↓
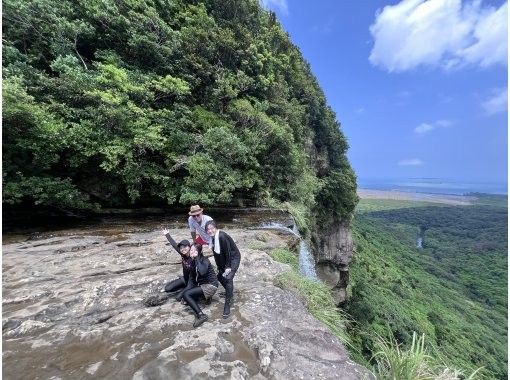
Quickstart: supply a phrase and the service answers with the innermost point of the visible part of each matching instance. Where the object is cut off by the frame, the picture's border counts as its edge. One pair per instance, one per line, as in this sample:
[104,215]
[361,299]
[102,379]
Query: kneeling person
[202,282]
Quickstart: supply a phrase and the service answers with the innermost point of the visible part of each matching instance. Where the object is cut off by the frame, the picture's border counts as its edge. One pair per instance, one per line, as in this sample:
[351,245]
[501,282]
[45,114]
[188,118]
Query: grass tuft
[315,294]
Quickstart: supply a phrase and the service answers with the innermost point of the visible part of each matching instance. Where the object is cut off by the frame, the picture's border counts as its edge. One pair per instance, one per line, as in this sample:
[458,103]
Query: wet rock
[334,253]
[86,318]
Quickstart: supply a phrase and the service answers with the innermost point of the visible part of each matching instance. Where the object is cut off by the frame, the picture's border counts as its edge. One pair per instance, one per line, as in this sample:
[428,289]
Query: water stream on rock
[306,260]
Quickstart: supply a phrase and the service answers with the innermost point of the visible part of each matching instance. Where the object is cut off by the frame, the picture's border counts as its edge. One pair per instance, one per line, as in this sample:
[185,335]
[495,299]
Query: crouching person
[202,282]
[227,258]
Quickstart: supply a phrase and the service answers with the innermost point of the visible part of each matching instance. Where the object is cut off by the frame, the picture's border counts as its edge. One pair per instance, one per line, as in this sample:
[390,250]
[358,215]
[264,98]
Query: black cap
[184,242]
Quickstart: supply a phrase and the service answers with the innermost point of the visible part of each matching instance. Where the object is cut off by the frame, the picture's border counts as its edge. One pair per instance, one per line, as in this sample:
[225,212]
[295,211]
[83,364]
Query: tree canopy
[115,103]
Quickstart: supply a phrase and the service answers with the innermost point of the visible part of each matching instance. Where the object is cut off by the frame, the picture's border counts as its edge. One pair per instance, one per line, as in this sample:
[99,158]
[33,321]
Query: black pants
[227,282]
[174,285]
[191,296]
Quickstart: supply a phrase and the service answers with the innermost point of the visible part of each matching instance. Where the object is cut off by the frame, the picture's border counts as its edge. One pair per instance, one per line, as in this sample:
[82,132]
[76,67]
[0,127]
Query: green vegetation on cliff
[118,103]
[454,290]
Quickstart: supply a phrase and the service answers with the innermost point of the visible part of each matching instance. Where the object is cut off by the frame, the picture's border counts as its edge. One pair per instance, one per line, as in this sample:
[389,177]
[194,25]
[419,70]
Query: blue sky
[419,87]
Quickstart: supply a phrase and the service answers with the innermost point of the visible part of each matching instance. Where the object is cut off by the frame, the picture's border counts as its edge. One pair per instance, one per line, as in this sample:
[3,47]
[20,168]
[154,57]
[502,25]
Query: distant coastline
[451,199]
[438,186]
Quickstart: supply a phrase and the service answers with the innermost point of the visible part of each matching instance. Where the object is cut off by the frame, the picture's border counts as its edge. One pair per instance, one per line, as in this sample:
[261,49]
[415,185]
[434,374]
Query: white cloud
[497,103]
[410,162]
[278,4]
[424,127]
[427,127]
[442,33]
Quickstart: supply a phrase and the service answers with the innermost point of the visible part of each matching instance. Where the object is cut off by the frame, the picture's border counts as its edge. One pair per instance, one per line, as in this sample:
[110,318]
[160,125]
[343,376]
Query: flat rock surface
[72,309]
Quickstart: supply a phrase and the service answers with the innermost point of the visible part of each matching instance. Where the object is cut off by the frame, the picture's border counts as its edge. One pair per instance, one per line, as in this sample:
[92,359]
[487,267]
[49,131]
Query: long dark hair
[198,248]
[211,223]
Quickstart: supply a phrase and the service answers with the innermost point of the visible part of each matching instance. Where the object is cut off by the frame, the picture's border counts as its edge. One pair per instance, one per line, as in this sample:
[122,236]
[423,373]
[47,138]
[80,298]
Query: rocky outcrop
[334,250]
[72,308]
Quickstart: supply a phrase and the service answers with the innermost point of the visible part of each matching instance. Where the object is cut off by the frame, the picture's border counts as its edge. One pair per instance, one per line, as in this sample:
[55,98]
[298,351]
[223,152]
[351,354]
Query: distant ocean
[434,186]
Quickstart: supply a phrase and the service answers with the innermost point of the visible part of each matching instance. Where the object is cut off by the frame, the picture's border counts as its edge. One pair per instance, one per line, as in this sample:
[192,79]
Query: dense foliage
[454,290]
[121,102]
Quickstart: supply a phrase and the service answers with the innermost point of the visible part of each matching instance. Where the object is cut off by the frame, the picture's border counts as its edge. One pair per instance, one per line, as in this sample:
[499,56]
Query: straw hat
[195,210]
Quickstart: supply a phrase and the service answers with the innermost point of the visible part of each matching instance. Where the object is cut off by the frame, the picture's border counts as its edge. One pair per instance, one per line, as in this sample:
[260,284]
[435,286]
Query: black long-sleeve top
[203,272]
[186,261]
[229,256]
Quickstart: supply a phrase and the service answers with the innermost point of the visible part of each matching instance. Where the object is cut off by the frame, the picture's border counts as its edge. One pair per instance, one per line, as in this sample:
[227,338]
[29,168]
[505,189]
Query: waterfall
[306,260]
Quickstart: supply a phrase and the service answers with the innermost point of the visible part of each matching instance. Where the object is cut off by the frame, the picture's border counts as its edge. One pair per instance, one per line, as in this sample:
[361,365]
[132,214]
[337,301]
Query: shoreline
[458,200]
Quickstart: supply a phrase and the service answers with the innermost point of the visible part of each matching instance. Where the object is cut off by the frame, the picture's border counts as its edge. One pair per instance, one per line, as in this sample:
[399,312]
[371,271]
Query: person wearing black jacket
[227,258]
[202,282]
[183,249]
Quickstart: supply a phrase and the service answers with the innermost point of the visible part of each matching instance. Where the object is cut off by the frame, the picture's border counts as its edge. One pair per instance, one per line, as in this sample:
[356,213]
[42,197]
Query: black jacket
[229,256]
[186,261]
[203,272]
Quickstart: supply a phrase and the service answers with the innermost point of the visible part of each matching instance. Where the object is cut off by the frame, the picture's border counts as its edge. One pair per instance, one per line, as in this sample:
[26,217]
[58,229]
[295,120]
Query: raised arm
[202,264]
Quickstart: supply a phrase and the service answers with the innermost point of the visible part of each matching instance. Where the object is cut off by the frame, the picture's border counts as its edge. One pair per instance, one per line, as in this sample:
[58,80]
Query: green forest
[454,290]
[121,103]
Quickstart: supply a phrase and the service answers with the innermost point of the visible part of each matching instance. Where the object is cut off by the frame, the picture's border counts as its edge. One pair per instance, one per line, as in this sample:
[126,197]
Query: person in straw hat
[196,221]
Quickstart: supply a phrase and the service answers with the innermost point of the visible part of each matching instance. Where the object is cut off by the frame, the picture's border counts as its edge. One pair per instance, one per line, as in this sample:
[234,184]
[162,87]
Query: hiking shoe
[226,308]
[199,319]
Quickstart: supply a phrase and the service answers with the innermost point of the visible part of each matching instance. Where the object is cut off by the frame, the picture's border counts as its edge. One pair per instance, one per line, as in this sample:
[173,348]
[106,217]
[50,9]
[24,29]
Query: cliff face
[72,308]
[334,251]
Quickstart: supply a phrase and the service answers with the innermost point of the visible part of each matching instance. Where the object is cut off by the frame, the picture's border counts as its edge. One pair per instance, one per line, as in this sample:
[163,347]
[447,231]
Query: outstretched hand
[227,272]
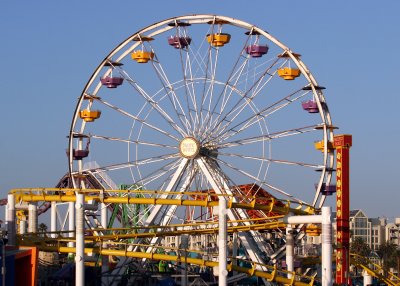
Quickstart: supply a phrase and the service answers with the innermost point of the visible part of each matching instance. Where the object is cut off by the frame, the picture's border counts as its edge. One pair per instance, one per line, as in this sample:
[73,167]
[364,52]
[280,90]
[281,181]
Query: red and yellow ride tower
[342,144]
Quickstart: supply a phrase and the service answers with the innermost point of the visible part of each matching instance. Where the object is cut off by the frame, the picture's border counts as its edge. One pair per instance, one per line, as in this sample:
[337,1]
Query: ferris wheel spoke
[247,97]
[262,159]
[260,182]
[216,107]
[269,137]
[142,121]
[190,93]
[160,173]
[138,142]
[156,105]
[255,118]
[135,163]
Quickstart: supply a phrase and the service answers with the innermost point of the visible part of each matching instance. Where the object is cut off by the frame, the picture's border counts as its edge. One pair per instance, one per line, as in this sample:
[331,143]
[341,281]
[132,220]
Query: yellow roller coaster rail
[374,269]
[123,197]
[271,273]
[117,234]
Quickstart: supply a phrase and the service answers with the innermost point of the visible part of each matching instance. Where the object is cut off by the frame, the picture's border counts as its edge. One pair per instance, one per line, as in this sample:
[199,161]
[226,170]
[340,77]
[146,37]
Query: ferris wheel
[199,105]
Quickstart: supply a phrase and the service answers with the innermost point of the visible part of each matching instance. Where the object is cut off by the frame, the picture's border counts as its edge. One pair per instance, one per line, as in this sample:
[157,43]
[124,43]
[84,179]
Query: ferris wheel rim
[325,116]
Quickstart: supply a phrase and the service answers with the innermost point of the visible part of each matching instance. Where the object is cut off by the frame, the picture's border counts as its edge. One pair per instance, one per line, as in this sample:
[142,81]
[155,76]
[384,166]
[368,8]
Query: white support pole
[104,258]
[32,218]
[325,220]
[22,227]
[80,240]
[222,238]
[104,216]
[234,250]
[53,219]
[326,237]
[367,278]
[71,225]
[289,250]
[11,231]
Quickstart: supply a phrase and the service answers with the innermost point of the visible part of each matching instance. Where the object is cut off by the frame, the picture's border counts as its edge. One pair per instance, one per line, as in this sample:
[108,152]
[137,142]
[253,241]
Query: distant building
[393,232]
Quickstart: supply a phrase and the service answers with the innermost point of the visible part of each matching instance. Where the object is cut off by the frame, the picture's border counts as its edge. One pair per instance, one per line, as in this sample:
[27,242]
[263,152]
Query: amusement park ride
[208,124]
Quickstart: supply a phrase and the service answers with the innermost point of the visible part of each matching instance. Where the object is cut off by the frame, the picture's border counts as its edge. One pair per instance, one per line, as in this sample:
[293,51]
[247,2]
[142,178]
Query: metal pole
[326,237]
[222,237]
[22,227]
[32,218]
[71,225]
[3,262]
[11,231]
[104,258]
[53,219]
[104,217]
[289,250]
[80,241]
[367,278]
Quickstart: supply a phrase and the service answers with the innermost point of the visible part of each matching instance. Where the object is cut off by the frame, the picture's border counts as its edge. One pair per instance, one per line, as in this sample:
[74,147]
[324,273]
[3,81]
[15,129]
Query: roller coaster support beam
[71,223]
[222,237]
[80,240]
[10,219]
[32,218]
[53,219]
[325,220]
[367,278]
[289,250]
[342,144]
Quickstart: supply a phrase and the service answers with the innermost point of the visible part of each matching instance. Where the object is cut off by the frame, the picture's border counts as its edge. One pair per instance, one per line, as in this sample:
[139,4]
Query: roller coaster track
[121,250]
[374,270]
[110,196]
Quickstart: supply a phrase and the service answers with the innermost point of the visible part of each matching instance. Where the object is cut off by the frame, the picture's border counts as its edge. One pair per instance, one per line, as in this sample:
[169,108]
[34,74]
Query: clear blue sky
[49,49]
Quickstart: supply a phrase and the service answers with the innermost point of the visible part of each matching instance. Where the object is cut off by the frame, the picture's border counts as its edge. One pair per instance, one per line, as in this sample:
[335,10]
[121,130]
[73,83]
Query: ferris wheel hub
[189,147]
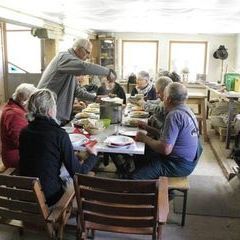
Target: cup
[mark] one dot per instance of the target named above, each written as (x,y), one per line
(106,122)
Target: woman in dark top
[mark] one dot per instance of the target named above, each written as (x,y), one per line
(112,88)
(44,146)
(144,86)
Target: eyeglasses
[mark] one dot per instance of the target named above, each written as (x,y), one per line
(86,50)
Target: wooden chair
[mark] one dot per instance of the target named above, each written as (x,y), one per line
(180,184)
(22,204)
(123,206)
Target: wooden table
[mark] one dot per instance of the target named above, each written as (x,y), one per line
(101,146)
(200,100)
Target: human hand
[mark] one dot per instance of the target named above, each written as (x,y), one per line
(91,148)
(140,103)
(98,99)
(112,76)
(81,155)
(142,125)
(82,105)
(140,137)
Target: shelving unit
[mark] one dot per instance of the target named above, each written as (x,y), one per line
(107,52)
(103,52)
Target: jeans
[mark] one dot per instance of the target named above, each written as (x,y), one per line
(159,165)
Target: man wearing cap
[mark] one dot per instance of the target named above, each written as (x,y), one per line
(59,77)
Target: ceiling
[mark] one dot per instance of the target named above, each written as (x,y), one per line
(162,16)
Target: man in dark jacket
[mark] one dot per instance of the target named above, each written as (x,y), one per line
(44,147)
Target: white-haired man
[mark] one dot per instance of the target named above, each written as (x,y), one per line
(13,120)
(59,77)
(178,150)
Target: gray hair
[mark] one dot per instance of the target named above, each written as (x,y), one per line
(22,92)
(162,82)
(177,92)
(40,103)
(81,42)
(144,75)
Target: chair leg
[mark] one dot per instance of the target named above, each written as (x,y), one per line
(185,192)
(159,232)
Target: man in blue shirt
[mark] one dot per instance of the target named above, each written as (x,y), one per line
(178,150)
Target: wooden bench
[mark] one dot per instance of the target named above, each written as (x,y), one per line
(180,184)
(22,204)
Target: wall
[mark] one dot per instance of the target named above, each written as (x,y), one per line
(213,65)
(15,79)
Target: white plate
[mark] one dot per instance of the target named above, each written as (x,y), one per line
(119,140)
(129,133)
(139,114)
(114,146)
(78,139)
(69,129)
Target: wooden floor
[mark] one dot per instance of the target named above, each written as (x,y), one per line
(222,154)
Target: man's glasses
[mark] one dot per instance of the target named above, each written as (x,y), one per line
(86,50)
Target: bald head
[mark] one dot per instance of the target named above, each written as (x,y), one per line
(176,92)
(82,43)
(83,48)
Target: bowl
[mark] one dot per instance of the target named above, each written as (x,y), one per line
(94,131)
(106,122)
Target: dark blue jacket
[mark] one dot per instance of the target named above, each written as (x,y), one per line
(44,146)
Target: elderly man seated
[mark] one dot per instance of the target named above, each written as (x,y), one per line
(144,86)
(13,120)
(44,146)
(178,150)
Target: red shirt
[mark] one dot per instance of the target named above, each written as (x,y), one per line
(13,120)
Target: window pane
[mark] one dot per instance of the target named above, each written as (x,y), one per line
(138,55)
(24,51)
(188,57)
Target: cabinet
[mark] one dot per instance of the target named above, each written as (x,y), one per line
(107,52)
(103,51)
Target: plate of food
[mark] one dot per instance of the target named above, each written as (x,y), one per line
(69,129)
(129,133)
(77,139)
(139,114)
(118,141)
(91,110)
(93,105)
(86,115)
(130,122)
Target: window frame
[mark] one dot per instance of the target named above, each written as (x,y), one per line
(188,42)
(141,41)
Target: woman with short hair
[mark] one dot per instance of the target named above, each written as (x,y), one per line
(44,146)
(112,88)
(144,86)
(12,121)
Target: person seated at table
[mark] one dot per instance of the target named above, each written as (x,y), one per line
(111,88)
(156,121)
(144,86)
(177,152)
(12,121)
(173,75)
(44,146)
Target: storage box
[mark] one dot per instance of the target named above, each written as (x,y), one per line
(229,80)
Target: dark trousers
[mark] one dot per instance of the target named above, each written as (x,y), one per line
(155,165)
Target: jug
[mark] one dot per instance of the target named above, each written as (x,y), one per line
(112,111)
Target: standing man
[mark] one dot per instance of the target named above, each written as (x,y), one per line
(59,77)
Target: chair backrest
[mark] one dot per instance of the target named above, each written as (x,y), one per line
(21,198)
(126,206)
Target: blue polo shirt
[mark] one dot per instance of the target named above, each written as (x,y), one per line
(180,131)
↑
> **What is needed**
Update the rows from the line containing "Target: window pane" through the end of the rows so that "pitcher" replaces "jug". Leave everything else unchanged.

> **Reply**
Target: window pane
[mark] one dot per instance of the target named above, each written as (x,y), one per line
(138,55)
(24,51)
(188,57)
Target: cabinet
[mark] one dot per instance of the target named above, each written as (x,y), one per line
(107,52)
(103,51)
Target: plate of food
[mark] one dot per instance of the target named above, each written as (x,y), one per line
(69,129)
(129,133)
(77,139)
(139,114)
(118,141)
(91,110)
(93,105)
(86,115)
(130,122)
Target: window frame
[mark] one dot per instance of the target named above, each written as (x,y), one per line
(188,42)
(141,41)
Target: woman with short hair
[mark] one dot per instance of the target named above, each written as (x,y), one per line
(44,146)
(112,88)
(144,86)
(12,121)
Target: person seated at table
[mark] one dot per instance of the target named above, each written as (x,y), one per line
(111,88)
(156,121)
(144,86)
(177,152)
(12,121)
(173,75)
(44,146)
Target: storage box
[mark] one dot per instance of the target named above, each written as (x,y), one per line
(229,80)
Target: dark trousers
[mark] one dot per instance of the target named above, each written as (x,y), one per line
(155,165)
Target: pitcher
[mark] one dot per instance of the target named above, each written as (x,y), one per line
(112,111)
Target: standing man
[mark] one dot per instance of the target named above, each written as (x,y), one per line
(59,77)
Target: chair backrest
[mark] one dot per instance of the target named above, each written as (x,y), one per line
(21,198)
(126,206)
Target: blue polo shirt
[mark] one dot per instance of the target named above, each written as (x,y), one per line
(180,131)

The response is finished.